• Parts of the exercise:
A) Rewrite the paragraph of the debugging workshop page that begins "Much of your time as a software engineer" as a short bulleted list that keeps its main facts.
B) Extend the debugging workshop page, starting right after its last sentence.

• Selected text:
━━━━━━━━

3 Debugging

⚠️ Caution ⚠️

If you require help in this workshop, please dont go up to the staff in the room - please use the live help queue and wait for someone to come to you.

The live help queue will be culled at the end of the session, and questions should then be put on Piazza. Please remember we can’t offer coursework help during a workshop.

Much of your time as a software engineer will be spent debugging code, either other people’s or your own. That code will often be unfamiliar to you so it is important to be able develop strategies for debugging an unfamiliar codebase. In this course we will use Stendhal as an example to help you develop better debugging skills, see figure 3.1

Debugging unfamiliar codebases is a routine part of software engineering. Debugging (xkcd.com/1722) by Randall Munroe is licensed under CC BY-NC 2.5

Figure 3.1: Debugging unfamiliar codebases is a routine part of software engineering. Debugging (xkcd.com/1722) by Randall Munroe is licensed under CC BY-NC 2.5

3.1 Preparing for the workshop

Welcome to the COMP23311 workshop on Debugging an Unfamiliar Code Base.

━━━━━━━━

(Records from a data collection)
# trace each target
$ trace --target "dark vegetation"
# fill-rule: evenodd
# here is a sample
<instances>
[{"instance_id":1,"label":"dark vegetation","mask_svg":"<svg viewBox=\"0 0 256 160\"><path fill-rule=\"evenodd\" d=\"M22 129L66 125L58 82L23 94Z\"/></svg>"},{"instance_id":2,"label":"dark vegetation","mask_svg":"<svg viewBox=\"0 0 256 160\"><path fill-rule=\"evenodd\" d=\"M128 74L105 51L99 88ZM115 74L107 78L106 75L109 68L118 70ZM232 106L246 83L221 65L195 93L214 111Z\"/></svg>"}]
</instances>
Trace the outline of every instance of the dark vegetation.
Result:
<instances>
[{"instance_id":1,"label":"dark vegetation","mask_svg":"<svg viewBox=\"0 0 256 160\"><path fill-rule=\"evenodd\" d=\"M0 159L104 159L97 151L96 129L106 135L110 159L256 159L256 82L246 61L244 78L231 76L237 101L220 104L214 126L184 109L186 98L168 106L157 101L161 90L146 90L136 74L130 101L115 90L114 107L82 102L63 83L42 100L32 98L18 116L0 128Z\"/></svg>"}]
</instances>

━━━━━━━━

• Responses to the tasks:
A)
- Software engineers spend much of their time debugging code, whether their own or other people's.
- That code is often unfamiliar, so developing strategies for debugging an unfamiliar codebase is important.
- The course uses Stendhal as an example to help build better debugging skills.

B)
Today, after a short lecture introducing the core concepts, we’ll be working through a number of activities in which you will be undertaking some debugging tasks. Before the workshop begins, please follow the instructions below to prepare your machine for the activities we will do in the workshop today.

We are going to use the Stendhal code base to illustrate the topics under discussion. This will involve you reading the Stendhal code, and making some small changes. In order not to put your coursework at risk, we’re going to use a slimmed down version of the Stendhal code repository containing the Stendhal code but without the extensive revision history.

First, you should create a new Eclipse Workspace, because Eclipse doesn’t allow two projects with the same name in a single workspace.
Once you have created your new workspace, then ensure you are in that workspace. You now need to clone the repository and import it into your preferred IDE.

The HTTPS protocol URI of the repository is:

https://gitlab.cs.man.ac.uk/z84115tc/stendhal-playground-23.git

If you are using Eclipse and need a reminder of what to do, you can follow the steps we took in the Week 1 workshops, when we cloned and imported the Marauroa code base. The instructions are on Blackboard, under course content > Week 1.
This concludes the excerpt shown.